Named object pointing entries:
________________________

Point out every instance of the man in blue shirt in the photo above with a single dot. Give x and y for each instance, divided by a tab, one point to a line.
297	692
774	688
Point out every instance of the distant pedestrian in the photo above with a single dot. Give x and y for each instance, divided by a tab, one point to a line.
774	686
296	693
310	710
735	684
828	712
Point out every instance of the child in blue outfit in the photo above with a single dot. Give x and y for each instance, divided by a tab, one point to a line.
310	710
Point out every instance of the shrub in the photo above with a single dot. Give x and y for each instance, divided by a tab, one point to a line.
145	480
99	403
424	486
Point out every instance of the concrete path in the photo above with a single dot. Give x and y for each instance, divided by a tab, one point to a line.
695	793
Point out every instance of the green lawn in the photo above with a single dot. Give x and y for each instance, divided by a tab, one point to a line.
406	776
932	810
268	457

________________________

# DIRECTIVE
Copy all of the material above word for word, keeping every line in its original order.

# THE RESPONSE
Point out every instance of the man in blue shirt in the photo above with a single dot. Give x and y for each instance, divided by a tab, one point to a line.
297	692
774	688
Point out every instance of the distant pedestrian in the photo above with a single dot. Give x and y for each instance, divided by a tab, one point to a line.
774	686
296	693
310	710
735	684
828	712
Point out every instance of the child in blue outfit in the photo above with a single dot. Give x and y for each instance, divided by a tab, one point to a line.
310	710
Point out every instance of the shrub in the photo above with a single dot. Give x and y for each instance, divided by a tab, one point to a line.
145	480
99	403
424	486
Point out every instance of the concrete path in the photo above with a single dot. Give x and y for each instance, divided by a tab, one point to a line.
695	793
Point out every instance of the green lawn in the photo above with a single dot. Give x and y for each instance, divided by a tab, one point to a line.
406	776
932	810
268	457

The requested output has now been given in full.